Before proposing the biblical model for training elders, let’s first lay out a typical scenario that one encounters after making a decision to go to seminary.  First, since in most cases the would-be seminarian does not live near a seminary, he must relocate to an area where there is a  seminary.  Second, the would-be seminarian must be certain that he has the financial means not only to set up house in this new location but also to pay tuition and fees.  These expenses typically add up to upwards of $2,000 per quarter (sometimes even more than that).  The would-be seminarian is expected to pay these fees before the actual training ends.  This usually means that the seminarian must work a full-time job while completing his education.  Of course, he may opt to take fewer classes and prolong the number of years it takes to earn the degree. This, however, is considered undesirable since, ideally, the seminarian wants to begin his professional ministry as soon as possible.  Any delay means more time in the secular work force instead of in the “Lord’s work.”  Naturally this puts much stress on the seminarian’s  family, and especially his wife who, in some cases, is expected to support her husband financially.  This is even more of a burden if there are children involved.  Finally, after three or four years of hard work under the direction of university trained Ph.D.s, the seminarian is given a Master of Divinity degree (M.Div) and is ordained by his denomination on the basis of his accomplishments.

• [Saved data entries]
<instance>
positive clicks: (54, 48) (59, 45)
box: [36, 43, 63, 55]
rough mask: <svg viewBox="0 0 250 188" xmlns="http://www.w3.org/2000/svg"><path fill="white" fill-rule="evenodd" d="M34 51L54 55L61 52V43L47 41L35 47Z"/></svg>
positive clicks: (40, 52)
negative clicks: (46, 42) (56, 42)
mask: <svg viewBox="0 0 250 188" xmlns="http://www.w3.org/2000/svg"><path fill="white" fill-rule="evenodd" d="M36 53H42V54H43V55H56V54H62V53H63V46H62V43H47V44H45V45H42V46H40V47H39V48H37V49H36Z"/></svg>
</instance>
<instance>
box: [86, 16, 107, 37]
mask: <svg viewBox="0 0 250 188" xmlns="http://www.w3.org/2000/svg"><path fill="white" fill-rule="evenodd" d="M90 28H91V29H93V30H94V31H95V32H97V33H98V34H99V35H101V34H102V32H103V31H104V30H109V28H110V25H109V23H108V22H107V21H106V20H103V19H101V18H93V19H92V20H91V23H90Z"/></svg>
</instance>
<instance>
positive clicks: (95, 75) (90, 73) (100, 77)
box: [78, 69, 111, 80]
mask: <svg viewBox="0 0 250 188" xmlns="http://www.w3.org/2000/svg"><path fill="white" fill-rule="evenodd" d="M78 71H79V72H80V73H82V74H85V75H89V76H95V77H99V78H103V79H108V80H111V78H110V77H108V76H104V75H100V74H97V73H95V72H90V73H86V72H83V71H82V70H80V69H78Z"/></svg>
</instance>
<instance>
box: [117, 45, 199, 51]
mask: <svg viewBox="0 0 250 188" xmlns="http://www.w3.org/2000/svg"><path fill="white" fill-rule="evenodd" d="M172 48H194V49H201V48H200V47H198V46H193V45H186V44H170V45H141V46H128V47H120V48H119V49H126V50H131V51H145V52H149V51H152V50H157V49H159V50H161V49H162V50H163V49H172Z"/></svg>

• [PROBLEM REQUIREMENTS] Reproduce the passage about going to seminary word for word, from start to finish.

• [TASK OUTPUT]
Before proposing the biblical model for training elders, let’s first lay out a typical scenario that one encounters after making a decision to go to seminary.  First, since in most cases the would-be seminarian does not live near a seminary, he must relocate to an area where there is a  seminary.  Second, the would-be seminarian must be certain that he has the financial means not only to set up house in this new location but also to pay tuition and fees.  These expenses typically add up to upwards of $2,000 per quarter (sometimes even more than that).  The would-be seminarian is expected to pay these fees before the actual training ends.  This usually means that the seminarian must work a full-time job while completing his education.  Of course, he may opt to take fewer classes and prolong the number of years it takes to earn the degree. This, however, is considered undesirable since, ideally, the seminarian wants to begin his professional ministry as soon as possible.  Any delay means more time in the secular work force instead of in the “Lord’s work.”  Naturally this puts much stress on the seminarian’s  family, and especially his wife who, in some cases, is expected to support her husband financially.  This is even more of a burden if there are children involved.  Finally, after three or four years of hard work under the direction of university trained Ph.D.s, the seminarian is given a Master of Divinity degree (M.Div) and is ordained by his denomination on the basis of his accomplishments.